Quoted text:
* Begin *

Mr. Enterline continued, "Following the launch of our model year 2015 mountain bike products, we are encouraged by the positive response and enthusiasm for our new lineup and remain confident in this category's ability to contribute to our long-term growth."

Sales for the second quarter of fiscal 2014 were $86.4 million, an increase of 22.8% from sales of $70.3 million in the second quarter of fiscal 2013. The increase reflects 52.6% and 7.4% growth in sales of powered vehicle and mountain bike products, respectively.

Gross margin was 31.2% for the second quarter of fiscal 2014, a 220 basis point increase from gross margin of 29.0% in the second quarter of fiscal 2013. The improvement in gross margin reflects the Company's successful execution of its operational initiatives targeted at improving factory and supply chain efficiencies, as well as continued execution of its product design for manufacturability program.

Total operating expenses were $15.2 million, or 17.6% of sales, for the second quarter of fiscal 2014, compared to $10.2 million, or 14.5% of sales, in the second quarter of the prior fiscal year. The increase in operating expenses was primarily due to the inclusion of Sport Truck's operating expenses in the Company's consolidated results and higher stock-based compensation expense, as well as expenses associated with significant corporate transactions, including the recently completed secondary offering of the Company's common stock and the acquisition and integration of Sport Truck. Operating income was $11.7 million for the second quarter of fiscal 2014, compared to operating income of $10.1 million in the second quarter of fiscal 2013.

In the second quarter of 2014 the Company recorded an income tax benefit of $0.04 million compared to tax expense of $3.4 million for the second quarter of 2013. The $3.4 million decrease resulted primarily from a non-recurring tax benefit of $3.8 million.

Net income in the second quarter of fiscal 2014 was $11.6 million, an increase of 102.4% compared to $5.7 million in the second quarter of the prior fiscal year. Earnings per diluted share for the second quarter of fiscal 2014 was $0.31 compared to $0.17 in the second quarter of fiscal 2013.

Non-GAAP adjusted net income in the second quarter of fiscal 2014 was $9.8 million, an increase of 46.5% compared to $6.7 million in the second quarter of the prior fiscal year. Non-GAAP adjusted earnings per diluted share for the second quarter of fiscal 2014 was $0.26 compared to $0.19 in the second quarter of fiscal 2013. Reconciliations of net income to non-GAAP adjusted net income and the calculation of non-GAAP adjusted earnings per share are provided at the end of this press release.

* End *

Records shown:

* Begin *

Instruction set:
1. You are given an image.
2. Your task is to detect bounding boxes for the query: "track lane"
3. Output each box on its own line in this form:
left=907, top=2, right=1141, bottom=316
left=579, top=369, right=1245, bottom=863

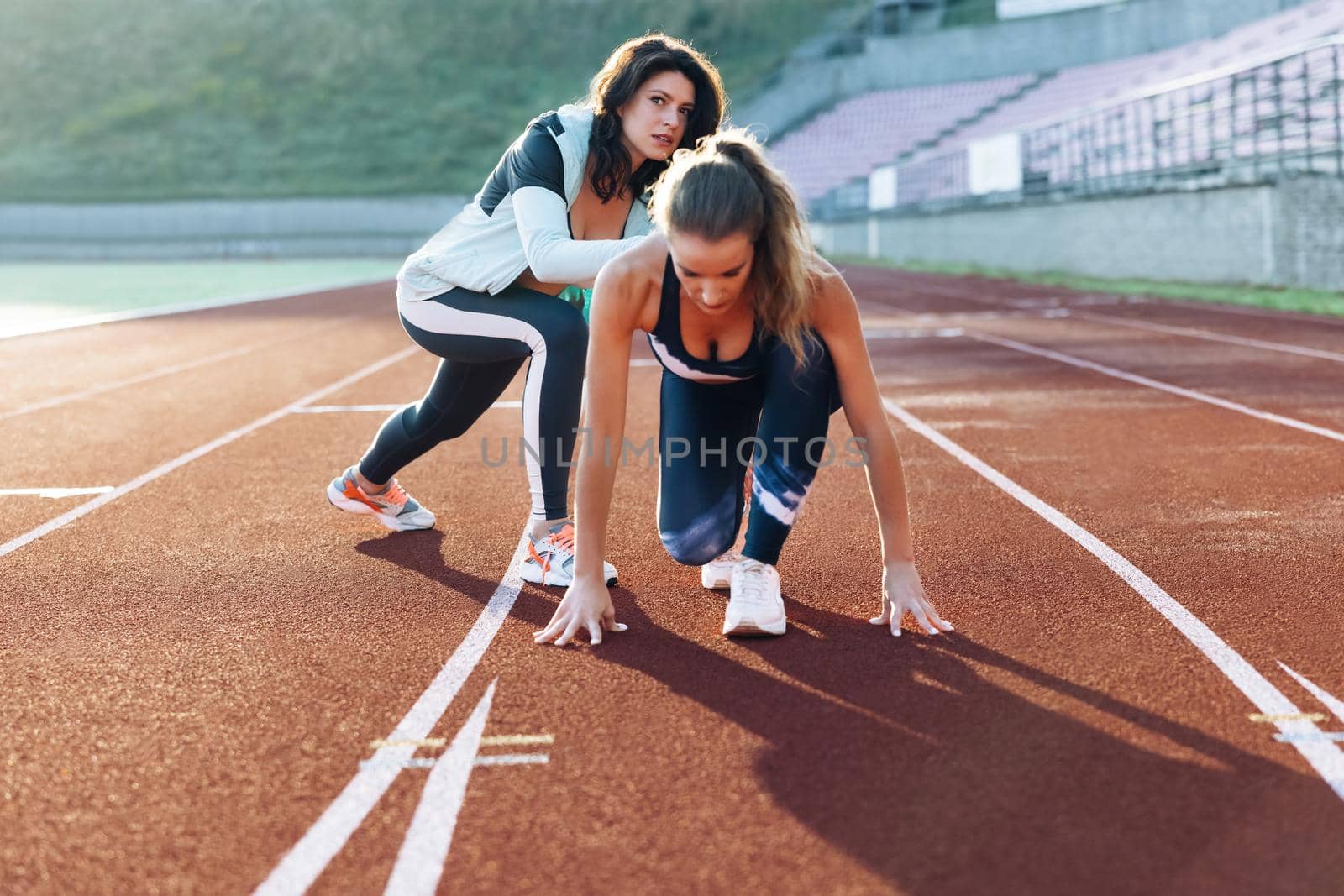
left=4, top=275, right=1340, bottom=892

* End *

Short problem A: What reasons does the earnings release give for the increase in total operating expenses? List every one.
Short problem B: Print the earnings release from "Net income in the second quarter of fiscal 2014 was $11.6" up to and including "to $0.17 in the second quarter of fiscal 2013.".
Short problem C: Proceed with the earnings release, picking up after its final sentence.
The rows come from a different source than the earnings release.

Final result A:
- The inclusion of Sport Truck's operating expenses in the Company's consolidated results
- Higher stock-based compensation expense
- Expenses associated with significant corporate transactions, including the recently completed secondary offering of the Company's common stock and the acquisition and integration of Sport Truck

Final result B:
Net income in the second quarter of fiscal 2014 was $11.6 million, an increase of 102.4% compared to $5.7 million in the second quarter of the prior fiscal year. Earnings per diluted share for the second quarter of fiscal 2014 was $0.31 compared to $0.17 in the second quarter of fiscal 2013.

Final result C:
Adjusted EBITDA in the second quarter of fiscal 2014 was $16.6 million, compared to $12.6 million in the second quarter of fiscal 2013. Adjusted EBITDA margin in the second quarter of fiscal 2014 was 19.2%, compared to 18.0% in the second quarter of fiscal 2013. Reconciliations of net income to adjusted EBITDA and the calculation of non-GAAP adjusted EBITDA margin are provided at the end of this press release.

First Six Months Fiscal Year 2014 Results

Sales for the six months ended June 30, 2014, were $142.5 million, an increase of 13.8% compared to the same period in 2013. Sales of powered vehicle and mountain bike products increased 35.2% and 2.3%, respectively, for the first six months of 2014 compared to the prior year period.

Gross margin was 30.9% in the first six months of fiscal 2014, a 210 basis point improvement compared to gross margin of 28.8% in the first six months of fiscal 2013.

Net income in the first six months of fiscal 2014 was $14.5 million, an increase of 56.6% compared to $9.3 million in the first six months of the prior year. Earnings per diluted share for the first six months of fiscal 2014 was $0.38 compared to $0.27 in same period of fiscal 2013.

Non-GAAP adjusted net income in the first six months of fiscal 2014 was $14.2 million, an increase of 27.2% compared to $11.2 million in the first six months of the prior year. Non-GAAP adjusted earnings per diluted share for the first six months of fiscal 2014 was $0.38 compared to $0.32 in the first six months of fiscal 2013. Reconciliations of net income to non-GAAP adjusted net income and the calculation of non-GAAP adjusted earnings per share are provided at the end of this press release.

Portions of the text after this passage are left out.